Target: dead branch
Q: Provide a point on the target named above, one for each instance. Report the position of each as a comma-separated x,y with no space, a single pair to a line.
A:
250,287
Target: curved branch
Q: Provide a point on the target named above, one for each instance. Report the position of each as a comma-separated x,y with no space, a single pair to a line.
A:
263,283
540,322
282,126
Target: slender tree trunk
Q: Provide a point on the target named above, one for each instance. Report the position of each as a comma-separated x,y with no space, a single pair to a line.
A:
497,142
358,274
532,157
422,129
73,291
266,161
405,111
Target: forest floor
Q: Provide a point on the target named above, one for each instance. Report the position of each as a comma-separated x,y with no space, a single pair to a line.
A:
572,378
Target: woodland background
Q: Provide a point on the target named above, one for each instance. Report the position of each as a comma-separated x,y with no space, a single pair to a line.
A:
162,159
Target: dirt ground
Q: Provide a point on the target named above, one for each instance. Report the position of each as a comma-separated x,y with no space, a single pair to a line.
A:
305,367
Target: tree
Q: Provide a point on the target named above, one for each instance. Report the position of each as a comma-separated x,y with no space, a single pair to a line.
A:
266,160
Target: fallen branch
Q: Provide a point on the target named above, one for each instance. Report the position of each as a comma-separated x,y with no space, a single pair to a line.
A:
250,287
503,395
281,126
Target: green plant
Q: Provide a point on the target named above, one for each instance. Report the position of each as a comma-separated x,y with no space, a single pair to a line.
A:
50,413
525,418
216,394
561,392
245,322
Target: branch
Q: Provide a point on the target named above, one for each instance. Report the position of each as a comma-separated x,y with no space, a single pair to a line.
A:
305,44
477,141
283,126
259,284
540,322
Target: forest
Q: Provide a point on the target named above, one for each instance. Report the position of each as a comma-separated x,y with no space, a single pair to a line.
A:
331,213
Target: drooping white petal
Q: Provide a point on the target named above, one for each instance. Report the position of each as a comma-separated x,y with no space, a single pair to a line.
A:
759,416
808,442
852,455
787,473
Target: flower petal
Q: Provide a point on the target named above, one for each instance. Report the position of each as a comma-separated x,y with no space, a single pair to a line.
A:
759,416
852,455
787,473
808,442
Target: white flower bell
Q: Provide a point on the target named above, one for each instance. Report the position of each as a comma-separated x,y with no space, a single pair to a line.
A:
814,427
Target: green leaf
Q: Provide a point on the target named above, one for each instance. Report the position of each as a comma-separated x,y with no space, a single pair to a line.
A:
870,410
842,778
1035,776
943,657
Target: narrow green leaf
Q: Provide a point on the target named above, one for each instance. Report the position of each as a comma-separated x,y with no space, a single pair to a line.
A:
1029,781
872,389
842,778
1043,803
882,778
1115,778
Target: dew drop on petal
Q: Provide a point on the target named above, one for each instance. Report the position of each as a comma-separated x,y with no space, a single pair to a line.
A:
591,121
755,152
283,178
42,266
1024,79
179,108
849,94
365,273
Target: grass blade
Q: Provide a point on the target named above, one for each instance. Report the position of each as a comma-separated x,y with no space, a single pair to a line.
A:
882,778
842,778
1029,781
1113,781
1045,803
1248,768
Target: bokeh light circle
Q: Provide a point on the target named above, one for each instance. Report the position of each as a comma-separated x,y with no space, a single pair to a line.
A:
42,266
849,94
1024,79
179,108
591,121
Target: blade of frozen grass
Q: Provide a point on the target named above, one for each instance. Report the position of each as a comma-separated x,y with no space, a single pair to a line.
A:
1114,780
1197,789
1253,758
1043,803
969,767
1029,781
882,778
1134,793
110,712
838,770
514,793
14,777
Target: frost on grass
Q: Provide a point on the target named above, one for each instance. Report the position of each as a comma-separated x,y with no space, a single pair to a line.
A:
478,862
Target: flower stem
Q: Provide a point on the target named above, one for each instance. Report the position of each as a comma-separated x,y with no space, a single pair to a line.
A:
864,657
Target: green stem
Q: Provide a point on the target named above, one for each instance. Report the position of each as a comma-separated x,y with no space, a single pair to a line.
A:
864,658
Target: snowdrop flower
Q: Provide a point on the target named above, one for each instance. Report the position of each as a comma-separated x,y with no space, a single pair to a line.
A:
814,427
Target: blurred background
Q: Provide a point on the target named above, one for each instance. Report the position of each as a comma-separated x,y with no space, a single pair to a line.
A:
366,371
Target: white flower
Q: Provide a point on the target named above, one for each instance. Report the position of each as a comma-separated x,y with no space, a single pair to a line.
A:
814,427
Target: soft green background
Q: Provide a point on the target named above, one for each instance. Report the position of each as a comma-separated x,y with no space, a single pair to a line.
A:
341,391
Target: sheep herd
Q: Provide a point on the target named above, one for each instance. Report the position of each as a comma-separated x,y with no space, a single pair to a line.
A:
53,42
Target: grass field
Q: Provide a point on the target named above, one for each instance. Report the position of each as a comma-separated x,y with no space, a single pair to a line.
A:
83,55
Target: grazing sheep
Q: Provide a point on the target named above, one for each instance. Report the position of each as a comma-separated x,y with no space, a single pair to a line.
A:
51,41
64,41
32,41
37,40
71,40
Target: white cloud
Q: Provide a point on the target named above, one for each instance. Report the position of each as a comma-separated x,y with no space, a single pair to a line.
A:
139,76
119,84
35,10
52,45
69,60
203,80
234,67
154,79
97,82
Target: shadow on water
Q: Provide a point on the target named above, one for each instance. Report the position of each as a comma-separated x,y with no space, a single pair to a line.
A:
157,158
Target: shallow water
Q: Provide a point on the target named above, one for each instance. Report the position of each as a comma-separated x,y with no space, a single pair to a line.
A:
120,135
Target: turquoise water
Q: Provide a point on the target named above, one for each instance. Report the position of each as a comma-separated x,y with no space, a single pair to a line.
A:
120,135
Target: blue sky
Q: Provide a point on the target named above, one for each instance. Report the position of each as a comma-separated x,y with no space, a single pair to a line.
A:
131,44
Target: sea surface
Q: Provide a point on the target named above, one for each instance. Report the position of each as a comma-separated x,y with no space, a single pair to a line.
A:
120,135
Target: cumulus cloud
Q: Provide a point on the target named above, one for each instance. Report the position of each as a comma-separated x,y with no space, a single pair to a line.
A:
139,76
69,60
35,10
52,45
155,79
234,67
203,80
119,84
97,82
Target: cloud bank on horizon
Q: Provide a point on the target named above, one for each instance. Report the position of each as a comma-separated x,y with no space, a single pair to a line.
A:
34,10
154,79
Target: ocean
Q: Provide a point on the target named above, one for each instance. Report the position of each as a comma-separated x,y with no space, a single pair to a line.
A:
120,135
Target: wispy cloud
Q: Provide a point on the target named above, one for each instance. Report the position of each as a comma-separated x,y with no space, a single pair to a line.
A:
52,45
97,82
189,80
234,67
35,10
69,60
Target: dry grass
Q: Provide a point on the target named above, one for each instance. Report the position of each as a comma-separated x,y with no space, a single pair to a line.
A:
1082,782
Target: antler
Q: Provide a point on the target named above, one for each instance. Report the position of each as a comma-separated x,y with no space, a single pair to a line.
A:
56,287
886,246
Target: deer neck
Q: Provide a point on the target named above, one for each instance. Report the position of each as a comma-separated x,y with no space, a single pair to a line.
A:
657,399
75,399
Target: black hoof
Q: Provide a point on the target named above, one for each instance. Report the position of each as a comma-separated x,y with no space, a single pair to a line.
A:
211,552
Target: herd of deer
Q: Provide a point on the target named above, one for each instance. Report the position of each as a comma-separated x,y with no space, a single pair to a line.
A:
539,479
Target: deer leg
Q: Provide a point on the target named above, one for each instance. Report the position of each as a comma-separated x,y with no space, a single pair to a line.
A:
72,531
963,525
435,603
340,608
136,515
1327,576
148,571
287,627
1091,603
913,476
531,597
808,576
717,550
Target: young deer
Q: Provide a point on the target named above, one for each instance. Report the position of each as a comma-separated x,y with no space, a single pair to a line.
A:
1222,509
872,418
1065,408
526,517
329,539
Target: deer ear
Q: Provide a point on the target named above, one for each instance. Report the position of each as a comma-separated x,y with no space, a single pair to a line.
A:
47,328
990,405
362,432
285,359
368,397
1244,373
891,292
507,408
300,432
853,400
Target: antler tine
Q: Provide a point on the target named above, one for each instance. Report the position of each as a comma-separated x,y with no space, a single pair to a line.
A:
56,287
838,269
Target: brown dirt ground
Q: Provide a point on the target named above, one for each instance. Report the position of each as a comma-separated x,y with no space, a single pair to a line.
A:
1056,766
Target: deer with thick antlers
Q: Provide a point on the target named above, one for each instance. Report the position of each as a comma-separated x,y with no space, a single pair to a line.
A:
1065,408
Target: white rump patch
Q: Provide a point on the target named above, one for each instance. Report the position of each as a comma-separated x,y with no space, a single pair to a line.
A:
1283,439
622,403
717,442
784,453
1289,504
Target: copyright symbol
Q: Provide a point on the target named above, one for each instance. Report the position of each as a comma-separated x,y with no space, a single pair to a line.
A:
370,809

▶ Task prompt: Set down, from the entries above, exactly the lines from the one with "Target: herd of deer" up to and including the one with "Target: deer ear", and no other lines.

▶ The answer:
Target: herd of deer
Q: Provide a point on the target named above, one for each instance. Report the position of each as a comma-separated x,y with no space, a single pair to a line.
A:
539,479
Target: deer leg
Q: Provide a point on the target named above, one for each instance. Report the position of each as a comma-separated x,y with no space, a single pair to a line.
A:
72,531
963,525
435,603
340,608
136,515
1327,576
148,571
287,627
1091,603
913,476
531,597
808,576
717,550
Target: young deer
Q: Provide a point on the target named above, one for each instance. Report the position of each as a comma-separated x,y with no space, a single pair to a line.
A:
1222,509
872,418
1065,408
526,517
329,539
Target: deer ear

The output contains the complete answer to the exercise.